Task to complete: Copy the entire listing, down to the final line, exactly.

*** Given entries Section Begins ***

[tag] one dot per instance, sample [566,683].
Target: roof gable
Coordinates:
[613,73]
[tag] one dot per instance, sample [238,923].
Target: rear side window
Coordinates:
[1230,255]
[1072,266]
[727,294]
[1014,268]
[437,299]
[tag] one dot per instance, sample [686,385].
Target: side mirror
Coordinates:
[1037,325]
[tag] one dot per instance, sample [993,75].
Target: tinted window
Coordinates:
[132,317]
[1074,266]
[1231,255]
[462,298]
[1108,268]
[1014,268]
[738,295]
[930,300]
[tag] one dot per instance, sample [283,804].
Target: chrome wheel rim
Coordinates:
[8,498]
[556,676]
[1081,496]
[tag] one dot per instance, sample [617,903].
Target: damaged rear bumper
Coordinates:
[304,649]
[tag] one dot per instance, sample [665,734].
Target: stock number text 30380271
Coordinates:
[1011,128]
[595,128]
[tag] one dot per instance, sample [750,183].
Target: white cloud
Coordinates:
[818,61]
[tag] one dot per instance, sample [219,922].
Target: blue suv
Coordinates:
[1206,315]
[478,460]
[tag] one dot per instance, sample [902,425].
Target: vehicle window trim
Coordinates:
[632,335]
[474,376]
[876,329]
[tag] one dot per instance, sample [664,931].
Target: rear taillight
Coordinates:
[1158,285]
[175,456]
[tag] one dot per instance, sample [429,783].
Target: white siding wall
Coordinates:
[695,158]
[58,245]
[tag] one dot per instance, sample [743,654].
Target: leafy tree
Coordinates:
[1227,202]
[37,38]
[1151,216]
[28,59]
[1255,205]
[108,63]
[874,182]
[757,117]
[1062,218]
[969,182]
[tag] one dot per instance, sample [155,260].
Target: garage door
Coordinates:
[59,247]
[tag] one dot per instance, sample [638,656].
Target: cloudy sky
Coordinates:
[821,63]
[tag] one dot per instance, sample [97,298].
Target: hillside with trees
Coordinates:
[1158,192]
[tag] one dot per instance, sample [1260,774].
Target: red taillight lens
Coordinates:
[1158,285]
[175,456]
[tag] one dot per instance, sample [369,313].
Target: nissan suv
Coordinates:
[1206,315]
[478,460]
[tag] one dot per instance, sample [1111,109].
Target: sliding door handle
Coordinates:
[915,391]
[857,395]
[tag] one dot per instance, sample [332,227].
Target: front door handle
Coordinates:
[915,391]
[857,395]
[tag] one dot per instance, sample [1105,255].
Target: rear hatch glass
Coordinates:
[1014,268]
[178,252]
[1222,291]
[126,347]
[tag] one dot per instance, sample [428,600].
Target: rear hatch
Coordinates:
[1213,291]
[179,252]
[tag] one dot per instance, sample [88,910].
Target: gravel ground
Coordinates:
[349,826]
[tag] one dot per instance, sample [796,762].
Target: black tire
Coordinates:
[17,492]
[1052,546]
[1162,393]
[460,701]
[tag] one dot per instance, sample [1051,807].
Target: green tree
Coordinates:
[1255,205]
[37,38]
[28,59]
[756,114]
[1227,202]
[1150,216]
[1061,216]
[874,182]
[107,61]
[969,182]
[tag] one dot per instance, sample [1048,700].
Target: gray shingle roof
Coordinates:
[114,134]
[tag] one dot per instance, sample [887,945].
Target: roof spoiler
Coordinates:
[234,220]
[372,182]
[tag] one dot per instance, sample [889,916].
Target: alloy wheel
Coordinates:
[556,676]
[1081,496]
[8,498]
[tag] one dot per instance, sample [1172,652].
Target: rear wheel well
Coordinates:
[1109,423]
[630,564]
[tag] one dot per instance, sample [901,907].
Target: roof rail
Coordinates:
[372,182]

*** Given entries Section Ends ***

Solution for this task:
[tag] one dot per instance, sample [566,683].
Target: roof gable
Coordinates:
[613,73]
[tag] one dot per instance, sample [238,923].
Target: rear side window
Coordinates:
[1230,255]
[1072,266]
[727,294]
[1014,268]
[437,299]
[tag] one dot per instance, sample [686,385].
Target: side mirror
Coordinates:
[1037,325]
[tag] one dot per instance, sample [993,75].
Target: tinted window
Coordinates:
[132,317]
[1074,266]
[1231,255]
[462,298]
[1108,268]
[1014,268]
[738,295]
[930,300]
[tag] one dot per instance, sample [283,804].
Target: chrome wheel rim
Coordinates:
[8,498]
[556,676]
[1081,496]
[tag] one dot per instance, sample [617,903].
Target: damaged rear bumper
Coordinates:
[304,649]
[tag] one dot per instance, sample [665,734].
Target: stock number text 30380271
Coordinates:
[1011,128]
[595,128]
[tag] one dot per instance, sample [750,183].
Target: white cloud
Coordinates:
[818,61]
[tag] one dot per instance, sample [219,922].
Target: blue suv
Coordinates:
[1206,315]
[478,460]
[tag] one dot per instance, sample [902,425].
Target: vehicle window trim
Coordinates:
[632,335]
[474,376]
[876,329]
[tag] one dot per instance, sample [664,931].
Target: rear taillight
Coordinates:
[1158,285]
[175,456]
[tag] one dot per instance, sample [429,783].
Target: white siding wall
Coordinates:
[695,158]
[58,245]
[tag] one dot per instance, sample [743,654].
Target: leafy tree
Coordinates:
[1227,202]
[37,38]
[1151,216]
[28,59]
[1255,205]
[108,63]
[874,182]
[757,117]
[1062,218]
[969,182]
[tag] one dot per instance, sample [155,260].
Target: garage door
Coordinates:
[59,247]
[tag] one dot per instance, sample [638,656].
Target: cloudy sky
Coordinates:
[821,63]
[tag] one dot per instance, sample [97,298].
Target: hillside with trees
Coordinates:
[1158,192]
[tag] one dot per instance, sample [1260,774].
Target: red taillight lens
Coordinates:
[1158,285]
[175,456]
[tag] one dot per instance, sample [369,313].
Target: nissan suv
Coordinates:
[1206,315]
[478,460]
[tag] one dot per instance, sample [1111,109].
Target: sliding door handle
Coordinates:
[915,391]
[857,395]
[tag] one dot per instance, sample [332,227].
Target: front door handle
Coordinates:
[915,391]
[857,395]
[tag] one dot per instance, sample [1105,255].
Target: rear hatch glass
Coordinates:
[1014,268]
[178,252]
[1222,291]
[126,347]
[tag] one dot per instance, sample [428,600].
Target: rear hatch
Coordinates:
[1213,291]
[179,252]
[tag] one dot per instance, sample [88,910].
Target: gravel ground
Coordinates:
[349,826]
[tag] one dot per instance, sample [796,762].
Target: black tire
Coordinates:
[17,492]
[1052,546]
[1162,393]
[460,701]
[tag] one dot per instance, sample [1051,807].
Target: green tree
Coordinates:
[1255,205]
[37,38]
[28,59]
[756,114]
[1227,202]
[1150,216]
[1061,216]
[874,182]
[107,61]
[969,182]
[tag] one dot per instance, sample [1048,700].
Target: gray shingle roof
Coordinates:
[114,134]
[tag] one dot per instance, sample [887,945].
Target: roof spoiler
Coordinates:
[234,220]
[372,182]
[tag] one dot per instance, sample [889,916].
Target: alloy wheel
Coordinates:
[556,676]
[1081,496]
[8,498]
[tag] one dot per instance, sample [1172,652].
Target: rear wheel well
Coordinates:
[1109,423]
[630,564]
[tag] one dot per instance, sample [901,907].
Target: roof rail
Coordinates:
[372,182]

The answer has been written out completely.